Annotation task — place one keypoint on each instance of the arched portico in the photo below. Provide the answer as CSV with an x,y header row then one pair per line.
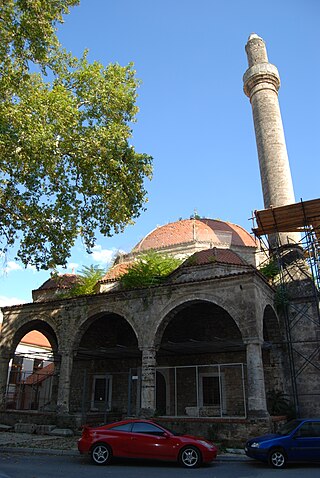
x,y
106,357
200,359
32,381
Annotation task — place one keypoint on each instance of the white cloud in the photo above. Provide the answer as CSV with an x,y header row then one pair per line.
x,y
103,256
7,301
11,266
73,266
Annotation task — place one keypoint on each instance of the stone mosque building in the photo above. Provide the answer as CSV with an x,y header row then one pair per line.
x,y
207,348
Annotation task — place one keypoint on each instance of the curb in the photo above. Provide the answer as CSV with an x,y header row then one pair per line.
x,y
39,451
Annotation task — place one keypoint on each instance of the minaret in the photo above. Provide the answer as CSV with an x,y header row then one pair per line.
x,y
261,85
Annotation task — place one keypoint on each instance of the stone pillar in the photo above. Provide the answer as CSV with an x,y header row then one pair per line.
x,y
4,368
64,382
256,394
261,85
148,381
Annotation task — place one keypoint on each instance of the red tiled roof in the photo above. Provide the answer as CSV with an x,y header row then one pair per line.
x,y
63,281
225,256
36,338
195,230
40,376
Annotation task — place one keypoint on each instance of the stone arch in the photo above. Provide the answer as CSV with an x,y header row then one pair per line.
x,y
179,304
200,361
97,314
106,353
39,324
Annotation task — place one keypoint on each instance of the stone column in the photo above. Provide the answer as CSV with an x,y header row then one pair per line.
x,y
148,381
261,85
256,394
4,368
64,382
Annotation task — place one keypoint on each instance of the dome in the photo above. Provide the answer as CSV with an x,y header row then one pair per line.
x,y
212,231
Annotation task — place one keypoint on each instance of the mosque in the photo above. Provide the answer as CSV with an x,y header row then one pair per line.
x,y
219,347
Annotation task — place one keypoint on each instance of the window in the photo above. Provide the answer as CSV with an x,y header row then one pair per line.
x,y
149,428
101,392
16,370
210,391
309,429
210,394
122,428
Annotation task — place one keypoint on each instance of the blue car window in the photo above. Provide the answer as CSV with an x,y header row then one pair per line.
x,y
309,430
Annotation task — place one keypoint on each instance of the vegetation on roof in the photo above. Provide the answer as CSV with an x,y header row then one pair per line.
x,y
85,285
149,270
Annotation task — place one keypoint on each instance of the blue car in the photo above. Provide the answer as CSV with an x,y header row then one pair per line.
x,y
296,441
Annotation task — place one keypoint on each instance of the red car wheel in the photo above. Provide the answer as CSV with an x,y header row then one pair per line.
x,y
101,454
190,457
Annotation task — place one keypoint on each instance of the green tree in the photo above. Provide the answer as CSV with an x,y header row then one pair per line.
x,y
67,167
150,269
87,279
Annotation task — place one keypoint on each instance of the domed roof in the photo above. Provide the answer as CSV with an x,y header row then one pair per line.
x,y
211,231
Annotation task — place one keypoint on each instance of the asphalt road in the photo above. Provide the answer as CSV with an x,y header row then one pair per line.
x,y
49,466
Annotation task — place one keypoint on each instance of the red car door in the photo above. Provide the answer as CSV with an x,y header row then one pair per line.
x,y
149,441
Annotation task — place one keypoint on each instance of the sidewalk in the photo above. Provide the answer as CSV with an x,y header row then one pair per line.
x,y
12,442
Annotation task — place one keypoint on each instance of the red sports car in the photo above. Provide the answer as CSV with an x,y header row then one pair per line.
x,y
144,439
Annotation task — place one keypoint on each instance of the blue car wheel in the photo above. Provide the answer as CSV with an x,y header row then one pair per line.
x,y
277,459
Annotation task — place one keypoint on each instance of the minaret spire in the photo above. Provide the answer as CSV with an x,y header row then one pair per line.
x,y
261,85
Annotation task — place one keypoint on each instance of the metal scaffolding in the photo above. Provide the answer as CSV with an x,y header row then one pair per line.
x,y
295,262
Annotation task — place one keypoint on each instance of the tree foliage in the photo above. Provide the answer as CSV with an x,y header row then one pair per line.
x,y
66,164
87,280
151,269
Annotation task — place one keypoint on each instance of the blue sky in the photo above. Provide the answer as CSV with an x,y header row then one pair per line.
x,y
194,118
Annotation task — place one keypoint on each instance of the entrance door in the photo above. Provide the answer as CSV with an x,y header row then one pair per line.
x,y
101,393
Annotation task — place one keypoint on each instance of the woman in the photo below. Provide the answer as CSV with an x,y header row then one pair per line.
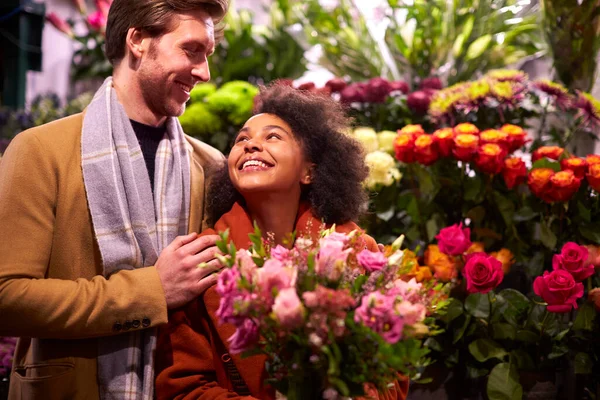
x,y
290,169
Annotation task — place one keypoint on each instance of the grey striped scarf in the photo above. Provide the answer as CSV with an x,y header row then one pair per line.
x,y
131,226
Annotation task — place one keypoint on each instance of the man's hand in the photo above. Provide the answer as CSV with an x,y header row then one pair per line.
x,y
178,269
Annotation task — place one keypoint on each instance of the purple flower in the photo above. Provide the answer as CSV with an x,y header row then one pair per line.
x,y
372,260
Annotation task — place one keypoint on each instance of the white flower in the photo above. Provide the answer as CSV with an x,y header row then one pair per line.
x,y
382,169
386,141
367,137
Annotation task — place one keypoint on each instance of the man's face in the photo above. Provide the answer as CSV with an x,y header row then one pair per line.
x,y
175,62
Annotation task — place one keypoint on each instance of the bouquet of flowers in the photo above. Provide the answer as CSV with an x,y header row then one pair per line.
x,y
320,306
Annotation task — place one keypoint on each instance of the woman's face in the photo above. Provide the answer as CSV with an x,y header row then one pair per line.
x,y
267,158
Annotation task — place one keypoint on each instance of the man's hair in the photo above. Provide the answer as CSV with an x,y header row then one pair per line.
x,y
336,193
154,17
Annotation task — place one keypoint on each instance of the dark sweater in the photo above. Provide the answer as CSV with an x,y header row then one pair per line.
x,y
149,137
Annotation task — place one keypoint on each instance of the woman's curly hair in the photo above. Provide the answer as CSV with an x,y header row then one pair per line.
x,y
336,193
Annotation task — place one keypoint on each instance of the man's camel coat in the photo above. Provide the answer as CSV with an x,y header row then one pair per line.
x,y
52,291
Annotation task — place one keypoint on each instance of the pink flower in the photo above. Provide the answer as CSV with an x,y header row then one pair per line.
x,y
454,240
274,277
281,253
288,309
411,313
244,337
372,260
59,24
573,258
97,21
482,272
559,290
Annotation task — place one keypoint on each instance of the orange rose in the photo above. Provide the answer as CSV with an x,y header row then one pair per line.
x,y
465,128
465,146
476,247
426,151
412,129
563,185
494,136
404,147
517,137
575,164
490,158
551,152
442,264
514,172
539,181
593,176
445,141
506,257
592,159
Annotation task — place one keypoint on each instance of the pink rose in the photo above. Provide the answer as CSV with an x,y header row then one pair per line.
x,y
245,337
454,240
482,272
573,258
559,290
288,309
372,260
===============
*GIVEN PROBLEM*
Copy out all the records exactly, excluding pictures.

*EXPECTED ANSWER*
Annotation task — place one keypoint on each instance of the arched portico in the photo below. Provide the answer as CSV with an x,y header row then one pair per line.
x,y
106,357
200,359
32,381
Annotation task — place one keypoint on each instance of the white cloud in the photo above. Provide the answer as CSV with an x,y header row then one pair per line.
x,y
103,256
7,301
11,266
73,266
Annotation task — place one keypoint on each instance of the stone mosque building in the photo above. Provide the answer as CSV with an x,y header row then one pair per line.
x,y
207,348
Annotation task — place one keypoint on each instance of the curb in the photo above. Provide the answer as CSV with an x,y header row then one pair per line.
x,y
39,451
Annotation task — place one keypoint on each instance of the minaret in the photo above. Provide the answer as CSV with an x,y header row then one pair per line.
x,y
261,85
Annotation task — place one keypoint on each instance of the stone pillar in the photo above. Provide the answer as CSV with an x,y header row then one pair per line.
x,y
4,368
64,382
256,394
261,85
148,381
Annotation task — place one keypoint on each instance of the red tiled roof in the photo above. Provide the answer as CSV with an x,y header row then one pair per line.
x,y
63,281
225,256
36,338
195,230
40,376
Annotation task — place one keypoint on each instance of the stone arch in the photo above. Provide the answer as CSV with an x,y header row then one pair per line.
x,y
179,304
200,361
97,314
106,353
39,324
Annotation task — place one keypoint on each instance of the stone column in the photo above. Provide the answer as CSV with an x,y header row then one pair per line.
x,y
148,381
261,85
256,394
4,368
64,382
Annotation task — place one keypoint on each instance of the dome in the photo above. Provide the answer as CSV with an x,y header row then one pair per line.
x,y
212,231
Annotation task — place one keypoint on each instance of the mosque in the photo above. Provide the answer as CSV with an x,y header row then one pair per line.
x,y
219,347
Annotation task — place one keypoint on each instance of the window in the photo above. Provide the answer as CSV with an x,y header row then one pair per line.
x,y
149,428
101,392
16,370
210,391
309,429
210,394
122,428
Annotation task — place one keypoint on each instance of the blue car window in the photo above. Provide the answer as CSV with an x,y header row then one pair per line.
x,y
309,430
Annotation task — place one keypoint on each instance of the vegetation on roof in the photo above. Provide the answer as CSV with an x,y header row then one pair per line.
x,y
85,285
149,270
Annotation task — place one keypoint on each instance of the blue car in the photo above. Provide the answer as CSV with an x,y header row then one pair per line.
x,y
296,441
Annotation task — place one keypoint on each instance of the red car wheel in the photo above. Provide the answer as CSV with an x,y header row then one pair per line.
x,y
101,454
190,457
Annotation task — place one keypoint on each instance of the green tree in the photo above. Provide the answer as CSV with an x,y header row then one pair per line.
x,y
67,167
150,269
87,279
Annotation task — place one keypoint on each instance of the domed roof in the photo above. Provide the answer as CSV with an x,y header row then one pair per line.
x,y
211,231
Annotation task — place one keypoint on each instance of the asphalt road in the photo above. Provide the answer as CSV with an x,y header row then one pair per line.
x,y
49,466
Annotation task — place one keypoint on each instance of the red car door in the photo above. Provide the answer as CSV with an x,y header row then one pair per line.
x,y
149,441
Annotation task — place one keypoint on each instance of the sidewalk in the photo above. Provide the answer as CSV with an x,y header row then one pair per line.
x,y
12,442
Annotation task — place one keypoint on each instance of the red sports car in the photo above. Provide the answer as CSV with an x,y header row then one pair per line.
x,y
144,439
Annotation task — place one keypoint on each instance of the blue car wheel in the photo above. Provide the answer as CSV with an x,y header row then one pair per line.
x,y
277,459
Annotation task — place one keypoint on each instance of the minaret spire in the photo above. Provide the answer as CSV with an x,y header row then one pair per line.
x,y
261,85
Annotation task — place one keypoint on each instance of the metal scaffolding in the photo above. Provide the answer as CSV with an x,y header row then one pair per line.
x,y
295,262
Annotation task — place one keypoint on each instance of the tree foliage in the photo above. Provide the answer as CSV with an x,y header row then one pair per line.
x,y
66,164
87,280
151,269
Annotation task — place one keypoint on each instance of the blue sky in the photo above. Provide the answer as CSV with an x,y header row then one pair per line.
x,y
194,118
Annotation task — place one keypoint on each instance of the entrance door in the photo above. Provide the answer as CSV with an x,y header row then one pair per line.
x,y
101,393
Annotation task — place one keypoint on each instance of the woman in the photo below. Provide the answer as CSV with an x,y header row then one pair per line.
x,y
290,169
Annotation task — place one keypoint on each instance of the grey striped scarf in the photo above. Provide the answer as CSV with an x,y header row then one pair per line.
x,y
131,226
Annotation task — place one keypoint on each instance of the man's hand in the photo above. Provide the answer as CSV with an x,y header row then one pair per line.
x,y
178,269
Annotation task — place one keypoint on each instance of the purple flower in the photo above. Provide the answer as CSV with an x,y header row then one pair per line.
x,y
372,260
Annotation task — place one keypoint on each instance of the white flower in the photo above. Provide the answer as CSV with an x,y header row then one pair per line.
x,y
382,169
386,141
367,137
Annotation task — place one keypoint on each instance of the man's face in the photo above. Provide the answer as CSV with an x,y header row then one pair per line.
x,y
175,62
Annotation task — place one keypoint on each instance of the bouquet of flowers in the photo above. Provide the answer as CSV with an x,y header row then one pair per line.
x,y
320,306
Annotation task — place one keypoint on each instance of the woman's face in the photo above. Provide the answer as CSV with an x,y header row then one pair per line.
x,y
267,158
Annotation task — place one keypoint on each instance of the man's hair in the photo above. Provide the answer as CSV with an x,y header row then one pair per line.
x,y
336,193
154,17
Annotation task — place one keypoint on each instance of the dark sweater in the photo above. Provide the answer as CSV with an x,y header row then one pair per line.
x,y
149,137
Annotation task — place one keypoint on each instance of the woman's curly hair in the photo above. Provide the answer as CSV with an x,y header row then one pair per line.
x,y
336,193
Annotation task — place one keypoint on each instance of the man's camel coat in the photo above. Provide the answer as CSV with an x,y header row then one pair per line.
x,y
52,291
Annotation task — place one keypoint on each instance of the pink flower in the photo above. Provide the answer as CSV with an x,y header row then one pair per line.
x,y
454,240
274,277
281,253
288,309
411,313
244,337
372,260
59,24
573,258
97,21
482,272
559,290
Annotation task — place one keypoint on each instance of the orange rose in the photo above. Provide the answer as CSV with an x,y header row then one pair per line.
x,y
465,128
465,146
476,247
426,151
412,129
563,185
494,136
404,147
517,137
575,164
490,158
551,152
442,264
514,172
539,181
593,176
445,141
506,257
592,159
Annotation task — place one keypoint on each instance of the pink rose in the photo above. Provide the answer as CSV with an x,y header row then one pair per line.
x,y
245,337
454,240
482,272
573,258
559,290
288,309
372,260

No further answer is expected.